→ Task directions
Give the records again word for word. Leave every picture out.

==== Exercise inputs

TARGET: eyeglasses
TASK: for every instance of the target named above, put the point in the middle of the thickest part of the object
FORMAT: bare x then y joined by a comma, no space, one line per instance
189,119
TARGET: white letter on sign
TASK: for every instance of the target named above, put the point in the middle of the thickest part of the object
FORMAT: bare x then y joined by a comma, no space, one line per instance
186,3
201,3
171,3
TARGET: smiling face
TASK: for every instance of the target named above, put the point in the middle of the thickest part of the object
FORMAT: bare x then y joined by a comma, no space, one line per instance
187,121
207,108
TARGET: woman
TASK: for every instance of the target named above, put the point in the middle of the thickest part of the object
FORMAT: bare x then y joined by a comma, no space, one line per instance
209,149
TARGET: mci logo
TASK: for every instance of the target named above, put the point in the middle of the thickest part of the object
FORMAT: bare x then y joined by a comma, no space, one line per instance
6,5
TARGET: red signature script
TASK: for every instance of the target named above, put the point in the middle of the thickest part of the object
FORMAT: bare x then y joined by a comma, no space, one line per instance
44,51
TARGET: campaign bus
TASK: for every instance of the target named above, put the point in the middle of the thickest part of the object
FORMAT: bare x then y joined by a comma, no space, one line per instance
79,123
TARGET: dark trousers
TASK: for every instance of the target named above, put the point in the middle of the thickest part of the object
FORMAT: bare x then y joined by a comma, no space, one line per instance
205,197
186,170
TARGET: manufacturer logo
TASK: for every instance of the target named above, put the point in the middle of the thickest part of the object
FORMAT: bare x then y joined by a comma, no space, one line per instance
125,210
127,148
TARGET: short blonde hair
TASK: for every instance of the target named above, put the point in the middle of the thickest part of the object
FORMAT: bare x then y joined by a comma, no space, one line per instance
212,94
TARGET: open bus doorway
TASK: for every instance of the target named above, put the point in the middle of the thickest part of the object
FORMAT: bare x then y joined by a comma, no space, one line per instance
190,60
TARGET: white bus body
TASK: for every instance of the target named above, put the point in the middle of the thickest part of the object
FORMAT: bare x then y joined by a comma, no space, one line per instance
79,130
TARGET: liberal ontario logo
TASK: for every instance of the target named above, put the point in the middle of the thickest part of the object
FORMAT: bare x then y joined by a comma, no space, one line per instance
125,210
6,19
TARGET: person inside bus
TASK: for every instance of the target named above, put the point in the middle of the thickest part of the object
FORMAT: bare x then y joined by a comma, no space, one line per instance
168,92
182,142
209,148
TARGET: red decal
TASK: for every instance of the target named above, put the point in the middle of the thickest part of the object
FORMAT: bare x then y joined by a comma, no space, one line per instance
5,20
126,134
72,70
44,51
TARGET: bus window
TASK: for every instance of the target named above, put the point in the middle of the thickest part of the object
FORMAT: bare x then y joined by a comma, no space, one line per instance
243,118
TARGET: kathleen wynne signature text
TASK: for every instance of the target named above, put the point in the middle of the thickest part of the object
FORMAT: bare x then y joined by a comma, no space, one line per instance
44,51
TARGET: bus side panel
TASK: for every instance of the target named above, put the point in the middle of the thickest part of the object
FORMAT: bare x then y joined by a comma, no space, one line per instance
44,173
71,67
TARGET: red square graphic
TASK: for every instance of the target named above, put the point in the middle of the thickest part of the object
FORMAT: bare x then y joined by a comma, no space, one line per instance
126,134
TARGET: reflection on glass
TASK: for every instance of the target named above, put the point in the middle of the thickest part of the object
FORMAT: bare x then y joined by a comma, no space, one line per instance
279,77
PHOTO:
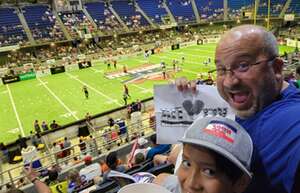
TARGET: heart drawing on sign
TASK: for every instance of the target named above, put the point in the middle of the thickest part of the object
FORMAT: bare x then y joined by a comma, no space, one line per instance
193,108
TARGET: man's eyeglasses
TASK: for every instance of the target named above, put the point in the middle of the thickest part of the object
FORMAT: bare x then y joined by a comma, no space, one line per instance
241,67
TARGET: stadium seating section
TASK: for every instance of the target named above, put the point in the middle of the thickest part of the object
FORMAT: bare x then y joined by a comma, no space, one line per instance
111,16
129,14
11,30
154,9
182,10
42,23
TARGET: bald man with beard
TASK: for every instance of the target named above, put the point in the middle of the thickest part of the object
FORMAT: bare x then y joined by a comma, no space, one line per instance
250,79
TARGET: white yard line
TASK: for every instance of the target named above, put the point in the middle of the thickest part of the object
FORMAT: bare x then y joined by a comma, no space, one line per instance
94,89
58,99
185,54
15,110
142,88
189,71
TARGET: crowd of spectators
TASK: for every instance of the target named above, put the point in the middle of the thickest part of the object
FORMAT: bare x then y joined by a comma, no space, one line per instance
77,24
49,32
110,24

========

→ Response below
TARGET: eyeglasses
TASK: for every instance of the target named above, put the point in the middle of the thickest part of the object
FORMAT: bare x then y joined by a comma, no space, one line per instance
189,119
TARGET: white letter on sign
TASK: for every instance of the target named above, put the point in the middle of the thickest part of the object
FORMAT: bare x then y joined by a comma, no space, one line per instance
186,3
201,3
171,3
TARGET: smiling face
TASK: for every instance of the target named above, put the point in the middle of the thickest part of the object
FORMAT: bare x then y joined by a comma, no space, one line per instance
187,121
207,108
TARGET: woman
TASK: for every instance of the target named above, put the point in the middle of the thickest part of the object
FORMAT: bare x then y joined by a comma, no space, one line per instance
209,149
TARGET: mci logo
TASK: for every instance of the target named above, put the point in the middle of the thickest part of the object
FORMAT: bare x then y joined by a comma, no space, one line per instance
6,5
TARGET: red signature script
TASK: for every instance of the target named above, put the point in the middle of the thickest part of the object
FORMAT: bare x then y joined by a comma, no space, one line per instance
44,51
TARGET: campaign bus
TASK: for every instance of the target named above, put the point in the middle of the thickest part of the object
FORMAT: bare x then y joined by a comma, no space, one line per instance
79,123
TARGET: dark trousers
TASK: for every instance of the target named above, put the point in the middle of the thickest part of the object
FORMAT: bare x then y joined by a comma, no space, one line per instance
205,197
186,170
TARGET: manufacturer logo
TASK: for every instance of the target named above, put the point in the middle of the thickest part of the object
FORMAT: bare x then y joined by a comma, no space, one line per instance
125,210
127,148
TARGET: short blonde hair
TASK: for every instance of the target named above, put the point in the middle of the thickest part of the object
FORMAT: bare x then y joined by a comma, no space, one line per instance
212,94
TARGET: open bus doorway
TASK: for every instance of the target named above, put the point in the middle of the thickest part of the object
FORMAT: bare x then y joined by a comma, no space, one line per instance
190,60
TARGET: white bus body
TASK: for every instance of the target named above, put the point in the middle of the thickest part of the object
FORMAT: bare x then y joined by a comma, no space, one line per instance
79,130
TARGET: liberal ontario logo
TASK: for every instance of the target named above, put the point in the middle of the thickest part of the object
FORMAT: bare x then y joined by a comma, no space, one line per instance
125,210
6,19
TARGET: person inside bus
TASK: for every instance of the target named above, put the point in the middle of the thickest part of the object
FORMAT: bare x then y joined by a comma, no space, one line per instance
168,92
182,142
209,148
TARGET: red decal
TASK: for every instance of the target named above, put the point in the middle of the thickest part of the object
FORMAT: bare x then y joined by a comma, no space, one line per instance
5,20
126,134
72,70
44,51
TARGET: bus window
TASK: for every instance of the target named above, put the point in the middle of the thickest part of the object
FORMAT: bare x then y joined by a comma, no space, one line per instance
243,118
TARGET: kathleen wynne signature text
TASK: for every instance of the target named above, put the point in the middle of the thickest part of the object
FORMAT: bare x then y joined by a comma, no space, one line per instance
44,51
TARGET: bus side panel
TASK: for every instance of the target named above, put the point in the middle of the thickest part of the object
FORMAT: bare x then y joined by a comma, no space, one line per instance
44,173
71,67
TARGET: red square graphic
TASK: for every instance of the target named above, put the point in the middle of the thickest part of the object
FORMAT: bare x then y joined by a comma, no space, one line per instance
126,134
TARGET: reflection on glass
TASK: for every instance of the target named above, put the point in the middle of the thickest part of the object
FORMAT: bare x then y joined by a comma, no space, one line per instance
279,77
PHOTO:
TARGET: heart drawing on sign
TASK: for every instance of the target named above, put the point in the middle of the thickest part of the object
FORMAT: bare x then y joined by a comma, no space, one line per instance
193,108
TARGET: man's eyeglasses
TASK: for every instance of the target named above, put the point in the middle of the thickest part of the object
FORMAT: bare x then y joined by a comma, no space, one line per instance
241,67
TARGET: stadium seating section
TASK: for every instance of the target named above, put the point in the middle of the thickest part of the object
FORMAT: bare x then y joined by a comma, no space, one line per instance
111,16
129,14
11,30
154,9
182,10
42,23
TARGET: bald man with beard
TASK: for every instance of the target named above, put the point in the middle of the thickest part of the object
FORMAT: bare x then y joined by a comma, no space, one line per instance
250,79
TARGET: white yard line
TASK: for every instance of the target named above, put the point in the middle of the thickest part of the object
FORMAT: bare x then y joined by a comma, no space, one line per instance
94,89
58,99
185,54
15,110
142,88
189,71
TARGET: crowd of spectators
TASK: for every instance of the target named above, put the point in the middle of the thickest part of the object
FORMAT: bare x then y joined by a comma, no space, one line per instance
77,24
49,32
110,24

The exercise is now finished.